— start of Selected extract —

5 Fashion Tips to Get Out the Door 20 Minutes Faster

Getting dressed should be simple. Here’s how to do it twice as fast looking twice as good.

Image by alevecchi/ Getty Images

The culture of work is changing, and with it, our office dress codes. As companies encourage staffers to bring their whole selves to work — and people embrace style repeats and “personal uniforms” in an effort to de-stress workwear — Thrive decided to take a deeper look into how what we wear to work affects our mental well-being, creativity, productivity, and authenticity. We welcome you to take a spin through our special section: The Psychology of What We Wear to Work

Feeling that you are well-dressed can have a powerful influence on your confidence and success. And having fun with style can be a joyful creative outlet. But dressing for work every morning can contribute to stress, too, especially for women, for whom the number of necessary outfit decisions can feel endless.

To figure out how best to manage that style-associated pressure, I spoke with Galadriel Masterson, a wardrobe stylist who has worked for Tom Ford at Gucci, Hugo Boss, Tommy Hilfiger and Ellen Tracy.

Masterson’s top method for choosing your outfit every day, and minimizing the stress of that process, requires focusing on two things: “Your mood, and how you want to be perceived,” she says. “The more women tap into that organic inner guide, the better they look. After 24 years in the industry, I know that is the absolute truth.”

— end of Selected extract —
— start of Entries supplied —

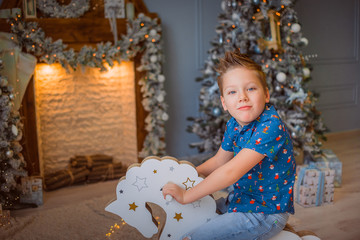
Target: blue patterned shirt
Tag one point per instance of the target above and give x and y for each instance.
(268, 186)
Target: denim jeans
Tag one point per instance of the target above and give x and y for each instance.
(238, 226)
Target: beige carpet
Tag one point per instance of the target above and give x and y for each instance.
(77, 212)
(84, 220)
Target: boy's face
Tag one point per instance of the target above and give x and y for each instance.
(243, 95)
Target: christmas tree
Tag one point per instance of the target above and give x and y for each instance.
(11, 160)
(269, 32)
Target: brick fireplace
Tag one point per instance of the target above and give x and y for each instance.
(85, 112)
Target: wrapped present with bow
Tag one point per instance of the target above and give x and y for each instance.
(327, 159)
(314, 186)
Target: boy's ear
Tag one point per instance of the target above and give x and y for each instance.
(267, 94)
(223, 103)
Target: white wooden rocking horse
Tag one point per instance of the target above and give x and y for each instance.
(143, 184)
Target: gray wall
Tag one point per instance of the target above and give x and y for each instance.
(331, 26)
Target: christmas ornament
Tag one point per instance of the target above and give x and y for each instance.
(74, 9)
(304, 41)
(281, 77)
(9, 153)
(295, 27)
(216, 111)
(14, 130)
(153, 58)
(306, 72)
(161, 78)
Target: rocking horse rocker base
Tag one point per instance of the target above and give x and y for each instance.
(143, 185)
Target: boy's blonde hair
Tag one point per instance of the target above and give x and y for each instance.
(235, 59)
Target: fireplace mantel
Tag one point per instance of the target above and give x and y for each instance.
(91, 29)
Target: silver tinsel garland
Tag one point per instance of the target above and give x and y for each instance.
(11, 160)
(143, 36)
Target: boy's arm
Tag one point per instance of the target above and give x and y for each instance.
(219, 179)
(220, 158)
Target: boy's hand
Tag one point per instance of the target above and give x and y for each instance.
(175, 191)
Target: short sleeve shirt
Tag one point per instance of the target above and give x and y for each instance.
(268, 186)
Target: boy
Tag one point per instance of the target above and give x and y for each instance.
(256, 156)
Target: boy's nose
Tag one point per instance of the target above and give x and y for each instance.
(243, 97)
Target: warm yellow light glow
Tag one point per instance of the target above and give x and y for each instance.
(75, 100)
(47, 69)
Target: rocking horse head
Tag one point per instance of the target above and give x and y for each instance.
(143, 184)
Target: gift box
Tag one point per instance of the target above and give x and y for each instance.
(32, 190)
(314, 185)
(4, 218)
(328, 160)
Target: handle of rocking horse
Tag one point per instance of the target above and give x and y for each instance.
(168, 198)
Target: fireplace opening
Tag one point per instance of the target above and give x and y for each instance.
(85, 112)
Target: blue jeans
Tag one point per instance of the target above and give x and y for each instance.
(238, 225)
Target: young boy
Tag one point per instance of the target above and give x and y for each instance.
(256, 156)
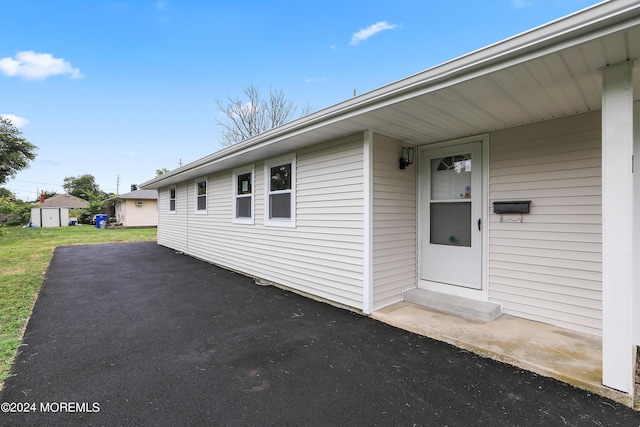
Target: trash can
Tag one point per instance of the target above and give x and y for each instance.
(99, 219)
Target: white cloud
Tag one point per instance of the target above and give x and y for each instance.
(520, 4)
(365, 33)
(37, 66)
(162, 5)
(17, 121)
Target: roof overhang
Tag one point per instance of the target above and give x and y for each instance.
(548, 72)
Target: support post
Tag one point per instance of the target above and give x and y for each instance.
(617, 226)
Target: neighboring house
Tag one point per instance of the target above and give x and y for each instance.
(54, 211)
(549, 118)
(138, 208)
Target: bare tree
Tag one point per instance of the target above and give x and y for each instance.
(255, 115)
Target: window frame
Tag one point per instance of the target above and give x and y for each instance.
(205, 195)
(235, 196)
(280, 222)
(173, 199)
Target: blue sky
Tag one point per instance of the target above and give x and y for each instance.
(122, 88)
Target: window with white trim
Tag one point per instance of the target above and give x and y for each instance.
(280, 192)
(172, 199)
(201, 195)
(243, 195)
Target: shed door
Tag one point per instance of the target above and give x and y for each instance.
(451, 217)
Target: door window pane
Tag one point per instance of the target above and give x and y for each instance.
(243, 207)
(244, 184)
(451, 177)
(451, 223)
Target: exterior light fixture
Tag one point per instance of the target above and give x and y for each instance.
(407, 157)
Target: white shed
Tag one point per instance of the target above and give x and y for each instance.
(50, 217)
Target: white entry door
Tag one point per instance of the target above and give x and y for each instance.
(451, 215)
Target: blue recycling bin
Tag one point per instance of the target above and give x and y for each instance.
(99, 219)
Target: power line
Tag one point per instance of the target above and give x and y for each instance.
(38, 183)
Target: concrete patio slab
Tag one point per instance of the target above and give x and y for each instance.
(569, 356)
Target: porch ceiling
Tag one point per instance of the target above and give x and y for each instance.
(561, 83)
(549, 72)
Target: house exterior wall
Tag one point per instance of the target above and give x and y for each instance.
(394, 223)
(131, 215)
(322, 255)
(549, 267)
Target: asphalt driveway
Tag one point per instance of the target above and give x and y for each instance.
(137, 334)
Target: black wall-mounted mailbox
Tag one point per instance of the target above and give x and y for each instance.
(520, 206)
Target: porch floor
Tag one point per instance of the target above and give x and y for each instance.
(563, 354)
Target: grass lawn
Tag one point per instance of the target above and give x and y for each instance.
(25, 254)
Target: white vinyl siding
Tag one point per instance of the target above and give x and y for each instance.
(394, 223)
(321, 256)
(549, 267)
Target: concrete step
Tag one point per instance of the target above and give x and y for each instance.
(459, 306)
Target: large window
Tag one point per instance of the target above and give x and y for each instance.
(172, 199)
(201, 195)
(243, 195)
(280, 197)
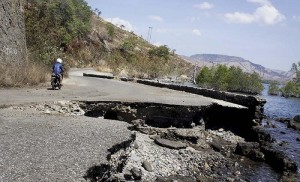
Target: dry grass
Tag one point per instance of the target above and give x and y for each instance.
(23, 75)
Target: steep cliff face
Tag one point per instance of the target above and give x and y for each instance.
(12, 32)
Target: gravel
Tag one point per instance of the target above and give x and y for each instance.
(40, 147)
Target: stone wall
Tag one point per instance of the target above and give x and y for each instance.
(12, 32)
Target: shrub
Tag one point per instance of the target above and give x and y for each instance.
(273, 88)
(110, 31)
(52, 24)
(229, 79)
(161, 52)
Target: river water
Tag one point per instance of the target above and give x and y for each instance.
(286, 138)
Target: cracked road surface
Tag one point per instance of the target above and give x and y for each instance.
(39, 147)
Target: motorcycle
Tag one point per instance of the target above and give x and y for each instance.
(56, 81)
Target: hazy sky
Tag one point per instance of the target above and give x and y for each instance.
(265, 32)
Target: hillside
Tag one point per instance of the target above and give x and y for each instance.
(74, 33)
(245, 65)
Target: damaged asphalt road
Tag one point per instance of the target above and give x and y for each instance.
(35, 146)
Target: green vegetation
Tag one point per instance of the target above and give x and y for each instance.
(68, 29)
(111, 31)
(292, 88)
(274, 88)
(229, 79)
(51, 25)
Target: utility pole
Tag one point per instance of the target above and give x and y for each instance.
(149, 34)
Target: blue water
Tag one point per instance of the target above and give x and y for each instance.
(286, 138)
(280, 107)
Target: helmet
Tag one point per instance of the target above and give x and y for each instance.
(59, 60)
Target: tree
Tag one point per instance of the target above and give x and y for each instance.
(296, 69)
(161, 52)
(219, 79)
(255, 85)
(54, 23)
(231, 79)
(274, 88)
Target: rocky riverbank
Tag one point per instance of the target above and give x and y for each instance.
(182, 143)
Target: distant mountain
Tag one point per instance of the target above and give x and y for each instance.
(245, 65)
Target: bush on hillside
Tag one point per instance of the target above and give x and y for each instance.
(51, 25)
(160, 52)
(292, 88)
(229, 79)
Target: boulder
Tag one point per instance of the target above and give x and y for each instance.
(170, 144)
(166, 122)
(297, 118)
(147, 166)
(136, 173)
(251, 150)
(293, 124)
(279, 161)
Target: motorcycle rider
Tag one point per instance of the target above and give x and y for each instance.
(58, 69)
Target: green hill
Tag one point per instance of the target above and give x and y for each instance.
(70, 30)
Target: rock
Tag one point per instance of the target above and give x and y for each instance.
(170, 144)
(293, 124)
(47, 111)
(135, 145)
(187, 134)
(297, 118)
(166, 122)
(136, 173)
(138, 122)
(147, 166)
(201, 178)
(251, 150)
(216, 146)
(175, 178)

— end of Entries supplied —

> _Exercise task_:
Please copy the passage from the fashion tips article word for word, from "Image by alevecchi/" up to and including "can feel endless.".

> _Problem solution_:
Image by alevecchi/ Getty Images

The culture of work is changing, and with it, our office dress codes. As companies encourage staffers to bring their whole selves to work — and people embrace style repeats and “personal uniforms” in an effort to de-stress workwear — Thrive decided to take a deeper look into how what we wear to work affects our mental well-being, creativity, productivity, and authenticity. We welcome you to take a spin through our special section: The Psychology of What We Wear to Work

Feeling that you are well-dressed can have a powerful influence on your confidence and success. And having fun with style can be a joyful creative outlet. But dressing for work every morning can contribute to stress, too, especially for women, for whom the number of necessary outfit decisions can feel endless.